Written problem: Could you rewrite the material below with every "Found at" renamed to "Marked at" and everything else unchanged? Leave the pictures out.

Exercise materials:
--

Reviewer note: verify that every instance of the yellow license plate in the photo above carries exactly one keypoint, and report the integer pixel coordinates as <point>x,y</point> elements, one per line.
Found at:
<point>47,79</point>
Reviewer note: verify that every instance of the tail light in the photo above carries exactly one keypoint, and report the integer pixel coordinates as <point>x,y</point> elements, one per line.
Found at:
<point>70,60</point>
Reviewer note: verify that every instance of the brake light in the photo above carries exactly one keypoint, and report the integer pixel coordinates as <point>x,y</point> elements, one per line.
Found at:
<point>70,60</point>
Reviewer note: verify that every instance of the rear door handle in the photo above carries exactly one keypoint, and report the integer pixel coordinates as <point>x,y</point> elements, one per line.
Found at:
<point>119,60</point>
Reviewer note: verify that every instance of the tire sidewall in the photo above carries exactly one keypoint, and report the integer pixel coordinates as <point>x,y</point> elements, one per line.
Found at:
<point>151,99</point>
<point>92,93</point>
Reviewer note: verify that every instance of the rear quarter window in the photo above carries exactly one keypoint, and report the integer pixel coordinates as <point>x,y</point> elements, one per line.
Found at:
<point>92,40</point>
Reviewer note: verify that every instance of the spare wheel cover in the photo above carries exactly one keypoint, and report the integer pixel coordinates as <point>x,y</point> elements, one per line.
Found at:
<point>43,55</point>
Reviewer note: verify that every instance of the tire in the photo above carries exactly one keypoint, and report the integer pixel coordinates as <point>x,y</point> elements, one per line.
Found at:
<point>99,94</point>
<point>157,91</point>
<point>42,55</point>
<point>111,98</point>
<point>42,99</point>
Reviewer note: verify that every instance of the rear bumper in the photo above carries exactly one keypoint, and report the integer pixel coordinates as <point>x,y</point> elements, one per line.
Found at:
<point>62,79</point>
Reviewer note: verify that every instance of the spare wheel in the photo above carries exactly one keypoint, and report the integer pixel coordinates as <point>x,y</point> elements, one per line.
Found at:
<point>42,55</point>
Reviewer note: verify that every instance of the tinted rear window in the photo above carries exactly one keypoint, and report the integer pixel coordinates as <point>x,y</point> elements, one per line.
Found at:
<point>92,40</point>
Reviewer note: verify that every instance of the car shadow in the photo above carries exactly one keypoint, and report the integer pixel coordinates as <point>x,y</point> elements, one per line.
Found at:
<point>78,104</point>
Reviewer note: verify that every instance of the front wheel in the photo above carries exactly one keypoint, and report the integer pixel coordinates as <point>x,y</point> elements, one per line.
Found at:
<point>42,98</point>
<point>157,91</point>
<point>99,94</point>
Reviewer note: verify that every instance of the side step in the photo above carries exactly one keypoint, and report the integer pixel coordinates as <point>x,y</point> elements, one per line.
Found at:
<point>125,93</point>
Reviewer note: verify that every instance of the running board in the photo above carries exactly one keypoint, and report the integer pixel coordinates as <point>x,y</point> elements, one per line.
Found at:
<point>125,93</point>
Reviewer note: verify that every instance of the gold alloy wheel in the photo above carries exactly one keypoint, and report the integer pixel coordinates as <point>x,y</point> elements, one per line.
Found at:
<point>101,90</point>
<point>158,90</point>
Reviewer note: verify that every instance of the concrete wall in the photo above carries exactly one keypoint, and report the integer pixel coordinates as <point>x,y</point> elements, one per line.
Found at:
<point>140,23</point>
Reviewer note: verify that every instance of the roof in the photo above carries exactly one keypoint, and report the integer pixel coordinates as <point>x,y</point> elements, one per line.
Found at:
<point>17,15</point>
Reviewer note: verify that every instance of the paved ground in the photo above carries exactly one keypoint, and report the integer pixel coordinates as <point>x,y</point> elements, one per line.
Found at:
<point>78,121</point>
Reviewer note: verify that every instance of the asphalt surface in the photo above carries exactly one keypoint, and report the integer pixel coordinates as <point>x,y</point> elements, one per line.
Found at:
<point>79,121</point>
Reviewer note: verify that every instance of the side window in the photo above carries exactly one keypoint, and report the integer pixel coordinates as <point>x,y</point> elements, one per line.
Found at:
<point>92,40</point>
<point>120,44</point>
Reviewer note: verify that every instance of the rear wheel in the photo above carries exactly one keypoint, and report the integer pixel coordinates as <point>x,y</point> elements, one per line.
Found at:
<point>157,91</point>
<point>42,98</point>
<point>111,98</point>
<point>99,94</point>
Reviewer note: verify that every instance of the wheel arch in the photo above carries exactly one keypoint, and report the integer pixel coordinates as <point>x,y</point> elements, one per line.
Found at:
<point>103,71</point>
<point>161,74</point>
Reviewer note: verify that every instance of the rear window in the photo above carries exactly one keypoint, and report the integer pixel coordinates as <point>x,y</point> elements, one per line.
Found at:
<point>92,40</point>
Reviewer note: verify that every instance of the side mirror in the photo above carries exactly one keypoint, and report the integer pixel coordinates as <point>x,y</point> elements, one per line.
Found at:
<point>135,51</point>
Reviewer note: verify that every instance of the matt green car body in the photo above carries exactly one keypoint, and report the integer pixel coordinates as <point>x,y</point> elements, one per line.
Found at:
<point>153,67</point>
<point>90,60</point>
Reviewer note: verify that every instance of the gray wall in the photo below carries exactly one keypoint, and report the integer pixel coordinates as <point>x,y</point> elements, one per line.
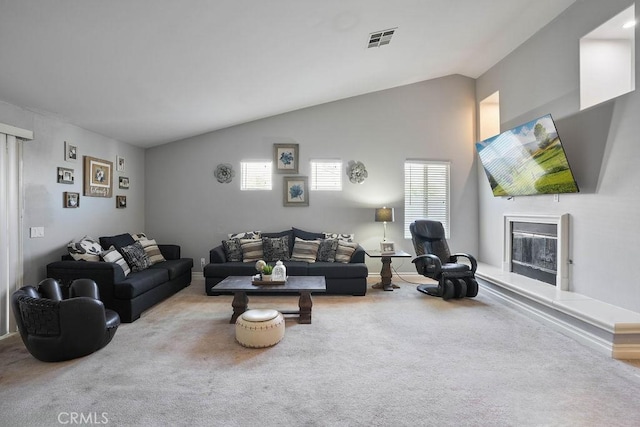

--

Output below:
Reviewer note: verify that every instance of the yellow license plate in the photo above carries exactly one keypoint, and report the integer pixel coordinates as <point>x,y</point> elements, one per line.
Marked at:
<point>47,79</point>
Reviewer note: verify that every instance of the tail light in the photo above carries exactly one keypoint, and report the integer pixel coordinates as <point>x,y</point> elements, one per line.
Marked at:
<point>70,60</point>
Reviewer note: verify that every instance of the brake light in the photo above carries exactly one keypoint, and report the integer pixel coordinates as <point>x,y</point> elements, one per line.
Marked at:
<point>70,60</point>
Reviewer note: verify that every instance of the rear door handle in the photo above carries exactly one keypoint, and report the integer pixel coordinates as <point>x,y</point> elements, one per line.
Marked at:
<point>119,60</point>
Reviewer note: verify that every instance of the tire sidewall in the photo above carries exactly one keypoint, and report the integer pixel coordinates as <point>x,y</point> elements, one per line.
Marked at:
<point>151,99</point>
<point>92,93</point>
Reviewer note: verify that every instance of the rear quarter window in the photo above carries exactly one keypoint, and report the integer pixel coordinates as <point>x,y</point> elements, one per line.
Marked at:
<point>92,40</point>
Reviewer note: verify that every instance of the spare wheel cover in the photo above carries exactly one keypoint, and report the integer pixel coordinates as <point>x,y</point> elements, one per line.
Marked at:
<point>43,55</point>
Reviewer note: verify that every instance of the tire in the photo above carries exactly one keypoint, and report the integer pixel coordinates as <point>x,y</point> elements, one per line.
Marked at:
<point>99,94</point>
<point>157,91</point>
<point>42,55</point>
<point>111,98</point>
<point>42,99</point>
Reviewer note: verify that every instance of the rear bumper in the photo above carries exactly one keypoint, and report the integer pixel coordinates as <point>x,y</point> elements, one per line.
Marked at:
<point>62,79</point>
Reviewer note: verify that every instance of the spare wheel in the photo above carries exactly one keypoint, and report the integer pixel coordinates as <point>x,y</point> elements, one per line.
Marked at:
<point>42,55</point>
Reviewer note: verify that every instance of the tinted rear window in the photo above carries exactly one keypoint, and report the integer pixel coordinates as <point>x,y</point> elements, one per line.
Marked at:
<point>92,40</point>
Reviewer note: verify that every instance of the car shadow in the photo above carries exactly one keypoint, and report the integer pixel coordinates as <point>x,y</point> elements, one per line.
Marked at:
<point>78,104</point>
Reviewer note: verify that every instance of the front wheel in the photo above carries exactly one keypoint, and report the integer pixel coordinates as <point>x,y</point> elements, one per line.
Marked at:
<point>42,98</point>
<point>157,91</point>
<point>99,94</point>
Reviewer note: verify that every instance of the side step in the photo above carries exactly one keypoint, and report the integer pixel coordinates as <point>x,y</point> elements, one per line.
Marked at:
<point>125,93</point>
Reviewer note: verify that every instance of the running board in the photo above carries exactly one keypoint, and report the integer pixel coordinates as <point>x,y</point> elements, one per line.
Marked at:
<point>125,93</point>
Reviewer note: verify that every instance of the gold alloy wheel in the photo above carries exactly one keypoint, and report the integer pixel coordinates as <point>x,y</point> elements, one per line.
Marked at:
<point>101,90</point>
<point>158,90</point>
Reviewer note: verify that every instance of the concrete wall in the photo above carries exactly one keypoint, and report the integer pixel coordinates as <point>x,y</point> elements, one per line.
Marked at:
<point>140,23</point>
Reviewer note: verify that every instance of the roof in the photo above carries exactly one keypoint, and report the integer pixel coordinates as <point>x,y</point> elements, one per line.
Marked at:
<point>17,15</point>
Reviewer note: verify that every instance of the paved ground in the photo above carries exactly one keypoint, and report the integer pixel coordinates as <point>x,y</point> elements, one per line.
Marked at:
<point>78,121</point>
Reviewer note: verify that every instance of the asphalt surface in the photo above carries exactly one keypoint, and report the integer pixel coordinates as <point>x,y</point> elements, one per line.
Marked at:
<point>79,121</point>
Reviewer note: verify that every instance of the side window in the photo above carries exactly one keypoint, and report the integer pixel coordinates as <point>x,y</point> elements, one per line.
Marked at:
<point>92,40</point>
<point>120,44</point>
Reviewer note: verify that every instance of the rear wheel in the photo above carries exactly one keypoint, and report the integer pixel coordinates as <point>x,y</point> elements, one per line.
Marked at:
<point>157,91</point>
<point>42,98</point>
<point>111,98</point>
<point>99,94</point>
Reviewer note: verify that every instance of the wheel arch in the photo above carries exactly one keypoint, and report the integer pixel coordinates as <point>x,y</point> elements, one per line.
Marked at:
<point>103,71</point>
<point>161,74</point>
Reviewer note: verify that every instance of the rear window in the photo above carries exactly one keypoint, and report the integer pixel coordinates as <point>x,y</point> elements, one per line.
Marked at:
<point>92,40</point>
Reviewer note: verify that every instance of the side mirror in the photo above carries exactly one keypoint, and report the integer pixel coordinates as <point>x,y</point> elements, one per line.
Marked at:
<point>135,51</point>
Reviewer note: verify that every instance of the matt green car body in the photo above carries exactly one keypoint, and report the integer pixel coordinates as <point>x,y</point> elements, one per line.
Marked at:
<point>153,67</point>
<point>90,60</point>
Reviewer note: verify that every instance of the gray wall in the photo below carries exactly one keypoint, and report the integer pixel coordinates as <point>x,y</point> elements, one per line.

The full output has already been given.